Provided text START

They all say that, but to what extent is it really true? Over the years I’ve worried about whether some aspect of a character I have created will strike one of my many relatives as a thinly disguised portrait of one of them. And then they would complain or maybe they’d threaten to sue me. The characters I create are completely imaginary composites of human qualities and histories. My writing is about real places as well as imagined ones and it pertains to and actual events in history.
My publisher inserted the standard language on the copyright page of Eleanor’s Wars. This is what it said: “This is a work of fiction. The people, corporations, organizations, institutions, circumstances, and events depicted are fictitious and a product of the author’s imagination. Any resemblance of any character to any actual person, either living or dead, is purely coincidental.”

Provided text END
Material shown START

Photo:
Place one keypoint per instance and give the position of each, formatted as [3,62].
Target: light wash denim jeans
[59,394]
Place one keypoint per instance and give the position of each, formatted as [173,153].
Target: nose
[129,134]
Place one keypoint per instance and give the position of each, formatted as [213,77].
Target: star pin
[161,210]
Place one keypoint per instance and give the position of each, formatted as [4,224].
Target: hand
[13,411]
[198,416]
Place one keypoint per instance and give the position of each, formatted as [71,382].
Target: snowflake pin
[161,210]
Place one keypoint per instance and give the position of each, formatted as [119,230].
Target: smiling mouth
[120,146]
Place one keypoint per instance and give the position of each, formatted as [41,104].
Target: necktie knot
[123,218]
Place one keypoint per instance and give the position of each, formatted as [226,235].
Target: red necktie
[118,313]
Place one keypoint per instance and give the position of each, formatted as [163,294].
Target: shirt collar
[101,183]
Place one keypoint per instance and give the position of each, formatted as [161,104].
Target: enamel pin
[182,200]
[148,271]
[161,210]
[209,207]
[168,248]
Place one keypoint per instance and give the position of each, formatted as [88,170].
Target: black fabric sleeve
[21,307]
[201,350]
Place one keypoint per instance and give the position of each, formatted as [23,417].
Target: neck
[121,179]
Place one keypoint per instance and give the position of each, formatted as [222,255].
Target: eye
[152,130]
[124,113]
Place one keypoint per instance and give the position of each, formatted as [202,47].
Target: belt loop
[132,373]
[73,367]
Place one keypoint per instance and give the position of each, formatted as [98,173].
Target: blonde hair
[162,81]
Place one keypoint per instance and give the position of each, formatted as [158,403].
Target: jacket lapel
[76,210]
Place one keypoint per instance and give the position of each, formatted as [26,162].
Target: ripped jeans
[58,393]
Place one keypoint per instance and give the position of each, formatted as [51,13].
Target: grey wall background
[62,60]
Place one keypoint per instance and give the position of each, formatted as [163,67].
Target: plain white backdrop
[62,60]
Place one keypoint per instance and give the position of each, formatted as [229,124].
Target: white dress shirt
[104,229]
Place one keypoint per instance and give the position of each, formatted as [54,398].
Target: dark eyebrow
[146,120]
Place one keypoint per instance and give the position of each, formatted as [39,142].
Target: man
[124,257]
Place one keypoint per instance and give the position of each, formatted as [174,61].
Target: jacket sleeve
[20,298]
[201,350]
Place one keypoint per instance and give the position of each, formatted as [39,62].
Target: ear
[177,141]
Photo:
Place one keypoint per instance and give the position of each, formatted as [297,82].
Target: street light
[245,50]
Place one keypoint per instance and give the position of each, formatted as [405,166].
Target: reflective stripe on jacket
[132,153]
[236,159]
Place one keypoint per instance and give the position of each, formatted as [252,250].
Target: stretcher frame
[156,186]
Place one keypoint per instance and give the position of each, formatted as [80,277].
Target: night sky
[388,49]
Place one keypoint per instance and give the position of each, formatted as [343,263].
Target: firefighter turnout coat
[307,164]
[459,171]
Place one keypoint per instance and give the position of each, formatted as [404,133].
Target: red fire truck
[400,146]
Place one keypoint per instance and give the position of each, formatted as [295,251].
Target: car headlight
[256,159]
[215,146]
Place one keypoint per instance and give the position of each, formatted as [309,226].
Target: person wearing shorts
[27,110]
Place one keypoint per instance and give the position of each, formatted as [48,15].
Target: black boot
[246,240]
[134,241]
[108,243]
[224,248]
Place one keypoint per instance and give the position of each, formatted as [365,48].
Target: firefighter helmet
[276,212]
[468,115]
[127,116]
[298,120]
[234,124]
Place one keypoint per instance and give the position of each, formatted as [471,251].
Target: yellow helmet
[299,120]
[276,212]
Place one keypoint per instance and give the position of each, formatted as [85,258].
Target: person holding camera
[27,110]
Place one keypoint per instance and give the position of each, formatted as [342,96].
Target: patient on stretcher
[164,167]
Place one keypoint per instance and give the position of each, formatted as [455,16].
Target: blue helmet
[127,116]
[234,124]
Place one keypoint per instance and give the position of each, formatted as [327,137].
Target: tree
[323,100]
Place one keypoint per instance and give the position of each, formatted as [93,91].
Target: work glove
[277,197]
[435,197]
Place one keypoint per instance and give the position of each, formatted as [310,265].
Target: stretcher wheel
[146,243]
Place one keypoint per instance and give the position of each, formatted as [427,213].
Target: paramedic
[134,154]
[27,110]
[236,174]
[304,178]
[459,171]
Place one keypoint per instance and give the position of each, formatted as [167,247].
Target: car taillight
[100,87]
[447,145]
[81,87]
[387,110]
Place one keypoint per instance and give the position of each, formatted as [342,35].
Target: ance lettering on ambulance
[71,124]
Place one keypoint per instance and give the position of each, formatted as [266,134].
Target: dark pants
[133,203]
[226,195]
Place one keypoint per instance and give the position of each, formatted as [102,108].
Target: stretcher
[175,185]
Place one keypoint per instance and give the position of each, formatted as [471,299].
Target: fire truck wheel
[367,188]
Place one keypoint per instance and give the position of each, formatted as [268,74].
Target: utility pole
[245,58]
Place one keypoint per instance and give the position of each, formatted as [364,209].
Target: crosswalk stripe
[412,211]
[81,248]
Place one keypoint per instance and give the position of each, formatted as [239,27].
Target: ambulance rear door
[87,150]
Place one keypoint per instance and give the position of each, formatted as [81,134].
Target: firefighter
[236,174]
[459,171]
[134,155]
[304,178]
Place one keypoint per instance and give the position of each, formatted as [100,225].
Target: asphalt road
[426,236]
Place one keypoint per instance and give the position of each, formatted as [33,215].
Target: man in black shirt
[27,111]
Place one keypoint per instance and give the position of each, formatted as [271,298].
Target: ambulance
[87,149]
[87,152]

Material shown END

▶ _Activity list_
1. According to the passage on fiction disclaimers, why did the writer worry over the years about the characters they created? Answer in one to three sentences.
2. In the passage on fiction disclaimers, where did the publisher insert the standard language?
3. Continue the passage on fiction disclaimers from the point where it ends.

▶ _Results for the exercise_
1. The writer worried that a relative might see some aspect of a character as a thinly disguised portrait of them. That relative might then complain or even threaten to sue.

2. On the copyright page of Eleanor's Wars.

3.
What about the boarding school known as Phillips Academy Andover? Halloran General Hospital? The Three Deuces jazz club? These are real places that are not a product of my imagination but the experiences my characters have inside these places were certainly made up by me. I never entered any of those places (or anywhere else) during the early 1940s.
I checked what is said on the copyright pages of other authors of historical fiction, figuring they will have wrestled with some of these same issues. How about: “This is a work of fiction. Names, characters, places, and incidents either are the product of the author’s imagination or are used fictitiously.” That’s accurate.